Exercise task: Reproduce all of the data below verbatim, omitting the picture from your answer.

╭──

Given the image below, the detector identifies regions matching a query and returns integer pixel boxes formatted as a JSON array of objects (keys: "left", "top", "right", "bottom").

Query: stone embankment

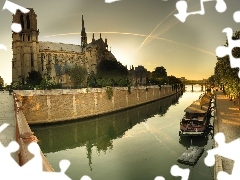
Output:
[
  {"left": 15, "top": 85, "right": 181, "bottom": 124},
  {"left": 214, "top": 91, "right": 240, "bottom": 179}
]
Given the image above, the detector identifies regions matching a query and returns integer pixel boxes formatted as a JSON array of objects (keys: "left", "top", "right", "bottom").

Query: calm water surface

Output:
[{"left": 31, "top": 86, "right": 213, "bottom": 180}]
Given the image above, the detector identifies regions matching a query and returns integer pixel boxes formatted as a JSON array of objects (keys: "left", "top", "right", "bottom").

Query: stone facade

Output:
[
  {"left": 12, "top": 8, "right": 116, "bottom": 85},
  {"left": 15, "top": 86, "right": 179, "bottom": 124}
]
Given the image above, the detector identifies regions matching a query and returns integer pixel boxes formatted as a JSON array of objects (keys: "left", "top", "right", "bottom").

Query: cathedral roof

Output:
[{"left": 39, "top": 41, "right": 81, "bottom": 53}]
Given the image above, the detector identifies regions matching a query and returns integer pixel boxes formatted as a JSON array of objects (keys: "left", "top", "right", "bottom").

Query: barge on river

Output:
[{"left": 179, "top": 94, "right": 211, "bottom": 136}]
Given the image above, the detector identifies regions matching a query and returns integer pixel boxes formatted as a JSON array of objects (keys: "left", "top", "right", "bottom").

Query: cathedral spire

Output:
[{"left": 81, "top": 15, "right": 87, "bottom": 48}]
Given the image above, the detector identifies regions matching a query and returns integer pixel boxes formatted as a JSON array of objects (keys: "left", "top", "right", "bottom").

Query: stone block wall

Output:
[{"left": 15, "top": 86, "right": 176, "bottom": 124}]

╰──

Correct answer:
Given the image below, the detector identifies regions matching a query and returns integer pixel boxes formatted as a JSON array of objects (keys: "left", "top", "right", "bottom").

Query: stone embankment

Output:
[
  {"left": 15, "top": 85, "right": 181, "bottom": 124},
  {"left": 214, "top": 91, "right": 240, "bottom": 179}
]
Given the image above, the detector identifies regions matching a query and returns integer pixel boxes formatted as a JSON array of objects (keys: "left", "top", "right", "bottom").

Query: calm water surface

Output:
[{"left": 31, "top": 86, "right": 213, "bottom": 180}]
Given the image above, the detector identifies regions matching a query and returns integer pixel boxes formatted as a JSON array of objects (keys: "left", "top", "right", "bottom").

Query: stone facade

Output:
[
  {"left": 12, "top": 8, "right": 116, "bottom": 85},
  {"left": 15, "top": 86, "right": 179, "bottom": 124}
]
Given the image above, the detector identifies regions matching a query and returns integer pixel boxes formatted as a JSON array of objects (keys: "left", "top", "right", "bottom").

Query: cathedral roof

Output:
[{"left": 39, "top": 41, "right": 81, "bottom": 53}]
Given the image above, the detector identifies regions matching a query and returns integer pixel boxes formatted as a JSON array of objects (keys: "left", "top", "right", "bottom").

Query: barge on river

Output:
[{"left": 179, "top": 94, "right": 211, "bottom": 136}]
Given the image above, the detector identifies regions matching a query and returns integer pixel boxes formatted as a JSON array of objects (keys: "left", "top", "right", "bottom").

Query: cathedral spire

Output:
[{"left": 81, "top": 15, "right": 87, "bottom": 48}]
Given the image above, the detector identifies regions matching a query and returns integer pixel boxes formatted as a JSON array of objects (keys: "left", "top", "right", "bottom").

Query: stone block wall

Output:
[{"left": 15, "top": 86, "right": 176, "bottom": 124}]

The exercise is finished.